* _Problem details_: Go through the entries below and copy out every line that contains the word "green".

* _Supplied data_:
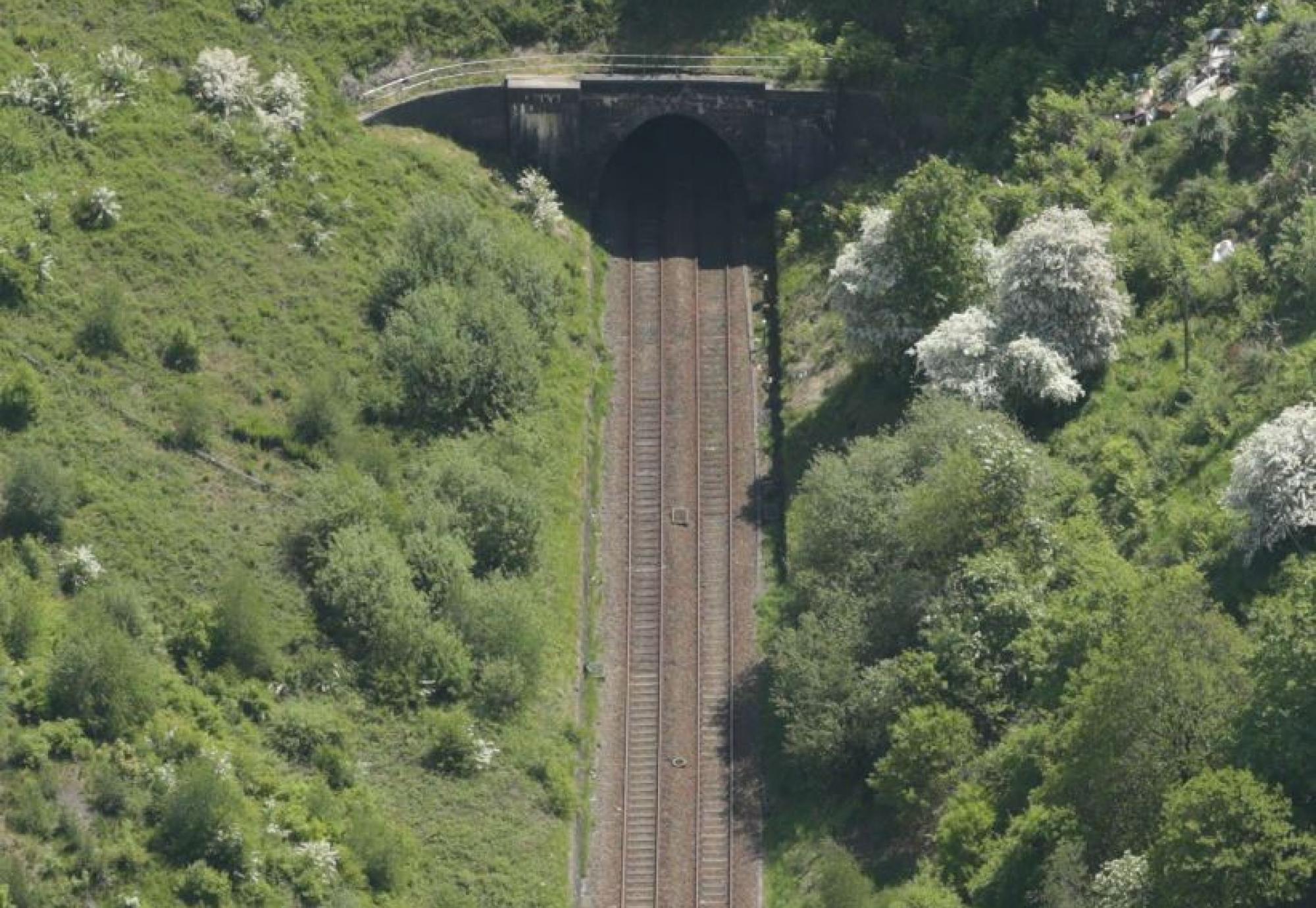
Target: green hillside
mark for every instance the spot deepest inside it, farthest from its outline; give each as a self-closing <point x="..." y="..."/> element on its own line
<point x="219" y="418"/>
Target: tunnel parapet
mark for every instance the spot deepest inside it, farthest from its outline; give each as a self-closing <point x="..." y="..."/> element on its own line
<point x="569" y="128"/>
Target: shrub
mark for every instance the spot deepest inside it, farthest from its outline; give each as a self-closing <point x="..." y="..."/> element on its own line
<point x="103" y="332"/>
<point x="99" y="210"/>
<point x="61" y="97"/>
<point x="202" y="818"/>
<point x="320" y="413"/>
<point x="1059" y="285"/>
<point x="385" y="851"/>
<point x="284" y="102"/>
<point x="103" y="680"/>
<point x="247" y="635"/>
<point x="368" y="602"/>
<point x="16" y="285"/>
<point x="123" y="72"/>
<point x="182" y="351"/>
<point x="223" y="82"/>
<point x="22" y="397"/>
<point x="1296" y="256"/>
<point x="540" y="201"/>
<point x="464" y="360"/>
<point x="1275" y="480"/>
<point x="193" y="420"/>
<point x="453" y="747"/>
<point x="38" y="498"/>
<point x="914" y="264"/>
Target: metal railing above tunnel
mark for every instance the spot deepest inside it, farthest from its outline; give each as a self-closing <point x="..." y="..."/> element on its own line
<point x="488" y="72"/>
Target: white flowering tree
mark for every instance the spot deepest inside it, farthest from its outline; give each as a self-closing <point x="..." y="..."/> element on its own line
<point x="1275" y="480"/>
<point x="961" y="357"/>
<point x="224" y="82"/>
<point x="540" y="199"/>
<point x="284" y="102"/>
<point x="1122" y="884"/>
<point x="1057" y="313"/>
<point x="1059" y="285"/>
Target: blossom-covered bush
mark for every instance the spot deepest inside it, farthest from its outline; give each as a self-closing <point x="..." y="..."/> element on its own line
<point x="284" y="102"/>
<point x="960" y="357"/>
<point x="1122" y="884"/>
<point x="1057" y="313"/>
<point x="123" y="72"/>
<point x="1275" y="480"/>
<point x="1034" y="370"/>
<point x="540" y="199"/>
<point x="69" y="101"/>
<point x="99" y="210"/>
<point x="224" y="82"/>
<point x="78" y="569"/>
<point x="1059" y="285"/>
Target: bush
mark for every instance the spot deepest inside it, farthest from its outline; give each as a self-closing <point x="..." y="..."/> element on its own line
<point x="103" y="680"/>
<point x="16" y="284"/>
<point x="1059" y="285"/>
<point x="223" y="82"/>
<point x="193" y="420"/>
<point x="385" y="851"/>
<point x="202" y="818"/>
<point x="322" y="411"/>
<point x="182" y="351"/>
<point x="38" y="498"/>
<point x="914" y="264"/>
<point x="99" y="210"/>
<point x="464" y="360"/>
<point x="22" y="397"/>
<point x="1227" y="839"/>
<point x="453" y="747"/>
<point x="103" y="332"/>
<point x="247" y="635"/>
<point x="1275" y="480"/>
<point x="368" y="602"/>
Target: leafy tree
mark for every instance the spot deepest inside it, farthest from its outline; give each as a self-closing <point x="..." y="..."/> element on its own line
<point x="368" y="602"/>
<point x="1228" y="840"/>
<point x="1280" y="730"/>
<point x="930" y="751"/>
<point x="1275" y="480"/>
<point x="1152" y="709"/>
<point x="101" y="677"/>
<point x="464" y="359"/>
<point x="247" y="635"/>
<point x="22" y="397"/>
<point x="38" y="498"/>
<point x="914" y="264"/>
<point x="202" y="818"/>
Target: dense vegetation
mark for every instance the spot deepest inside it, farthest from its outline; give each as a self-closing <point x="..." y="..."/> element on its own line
<point x="1044" y="631"/>
<point x="294" y="434"/>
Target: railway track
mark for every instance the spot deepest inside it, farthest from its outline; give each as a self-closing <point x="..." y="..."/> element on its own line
<point x="682" y="484"/>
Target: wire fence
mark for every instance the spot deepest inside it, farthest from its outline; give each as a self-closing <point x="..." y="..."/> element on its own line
<point x="453" y="76"/>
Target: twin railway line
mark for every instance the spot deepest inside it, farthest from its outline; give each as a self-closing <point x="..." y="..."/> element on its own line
<point x="682" y="467"/>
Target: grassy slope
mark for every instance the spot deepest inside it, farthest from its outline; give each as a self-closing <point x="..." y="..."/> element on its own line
<point x="270" y="316"/>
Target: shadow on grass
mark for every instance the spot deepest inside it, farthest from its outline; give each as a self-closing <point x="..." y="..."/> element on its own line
<point x="676" y="24"/>
<point x="865" y="402"/>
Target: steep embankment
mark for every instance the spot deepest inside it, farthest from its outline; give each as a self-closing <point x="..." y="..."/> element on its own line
<point x="273" y="469"/>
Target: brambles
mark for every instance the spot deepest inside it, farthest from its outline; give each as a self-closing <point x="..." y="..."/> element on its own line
<point x="38" y="498"/>
<point x="1275" y="480"/>
<point x="63" y="97"/>
<point x="22" y="397"/>
<point x="184" y="351"/>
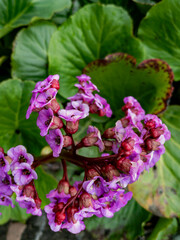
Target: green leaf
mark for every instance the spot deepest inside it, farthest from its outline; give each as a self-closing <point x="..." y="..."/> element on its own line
<point x="14" y="128"/>
<point x="163" y="229"/>
<point x="15" y="13"/>
<point x="6" y="214"/>
<point x="19" y="214"/>
<point x="92" y="33"/>
<point x="158" y="190"/>
<point x="29" y="57"/>
<point x="44" y="185"/>
<point x="160" y="33"/>
<point x="127" y="222"/>
<point x="117" y="76"/>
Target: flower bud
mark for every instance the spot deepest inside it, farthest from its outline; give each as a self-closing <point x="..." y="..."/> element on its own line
<point x="150" y="124"/>
<point x="72" y="127"/>
<point x="125" y="122"/>
<point x="67" y="141"/>
<point x="59" y="217"/>
<point x="72" y="191"/>
<point x="93" y="108"/>
<point x="124" y="165"/>
<point x="110" y="172"/>
<point x="38" y="202"/>
<point x="156" y="132"/>
<point x="128" y="144"/>
<point x="29" y="191"/>
<point x="109" y="133"/>
<point x="54" y="105"/>
<point x="63" y="186"/>
<point x="70" y="214"/>
<point x="85" y="200"/>
<point x="57" y="123"/>
<point x="1" y="150"/>
<point x="152" y="144"/>
<point x="91" y="173"/>
<point x="127" y="106"/>
<point x="102" y="113"/>
<point x="108" y="144"/>
<point x="89" y="140"/>
<point x="55" y="84"/>
<point x="58" y="207"/>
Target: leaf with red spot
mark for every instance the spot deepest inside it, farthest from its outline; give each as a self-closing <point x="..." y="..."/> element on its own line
<point x="118" y="76"/>
<point x="158" y="190"/>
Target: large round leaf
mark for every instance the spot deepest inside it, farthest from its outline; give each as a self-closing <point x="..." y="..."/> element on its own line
<point x="158" y="190"/>
<point x="14" y="128"/>
<point x="29" y="58"/>
<point x="92" y="33"/>
<point x="159" y="32"/>
<point x="15" y="13"/>
<point x="117" y="76"/>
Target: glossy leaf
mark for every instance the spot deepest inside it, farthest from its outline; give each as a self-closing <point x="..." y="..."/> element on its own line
<point x="163" y="229"/>
<point x="14" y="128"/>
<point x="17" y="213"/>
<point x="117" y="76"/>
<point x="44" y="185"/>
<point x="127" y="222"/>
<point x="93" y="32"/>
<point x="15" y="13"/>
<point x="159" y="32"/>
<point x="158" y="190"/>
<point x="29" y="57"/>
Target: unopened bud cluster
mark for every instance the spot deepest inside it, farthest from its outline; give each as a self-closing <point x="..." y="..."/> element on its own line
<point x="133" y="145"/>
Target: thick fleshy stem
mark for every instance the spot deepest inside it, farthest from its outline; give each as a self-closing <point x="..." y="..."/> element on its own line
<point x="75" y="196"/>
<point x="74" y="158"/>
<point x="65" y="176"/>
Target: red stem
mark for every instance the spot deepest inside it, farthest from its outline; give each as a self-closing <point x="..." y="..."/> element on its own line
<point x="65" y="176"/>
<point x="73" y="158"/>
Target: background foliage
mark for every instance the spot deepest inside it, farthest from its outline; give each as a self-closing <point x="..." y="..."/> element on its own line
<point x="112" y="41"/>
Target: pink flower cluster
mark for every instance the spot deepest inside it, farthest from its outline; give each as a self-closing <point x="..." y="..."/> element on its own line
<point x="133" y="145"/>
<point x="50" y="116"/>
<point x="17" y="175"/>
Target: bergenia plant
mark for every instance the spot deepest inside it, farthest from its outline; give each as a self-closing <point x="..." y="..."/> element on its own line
<point x="134" y="144"/>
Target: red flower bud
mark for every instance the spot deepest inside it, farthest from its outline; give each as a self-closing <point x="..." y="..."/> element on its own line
<point x="70" y="214"/>
<point x="91" y="173"/>
<point x="102" y="113"/>
<point x="58" y="207"/>
<point x="1" y="150"/>
<point x="110" y="171"/>
<point x="29" y="191"/>
<point x="72" y="127"/>
<point x="89" y="140"/>
<point x="59" y="217"/>
<point x="67" y="141"/>
<point x="124" y="165"/>
<point x="128" y="144"/>
<point x="150" y="124"/>
<point x="54" y="105"/>
<point x="63" y="186"/>
<point x="57" y="123"/>
<point x="93" y="108"/>
<point x="151" y="144"/>
<point x="109" y="133"/>
<point x="156" y="132"/>
<point x="72" y="191"/>
<point x="55" y="84"/>
<point x="127" y="106"/>
<point x="85" y="200"/>
<point x="38" y="202"/>
<point x="125" y="122"/>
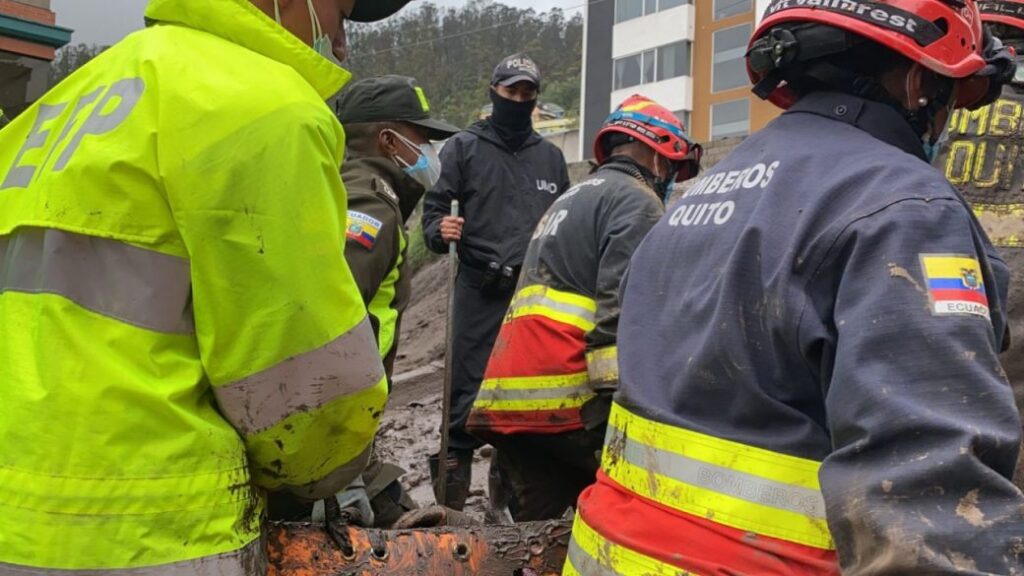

* _Worked answer_:
Target: green hillside
Target: green leaf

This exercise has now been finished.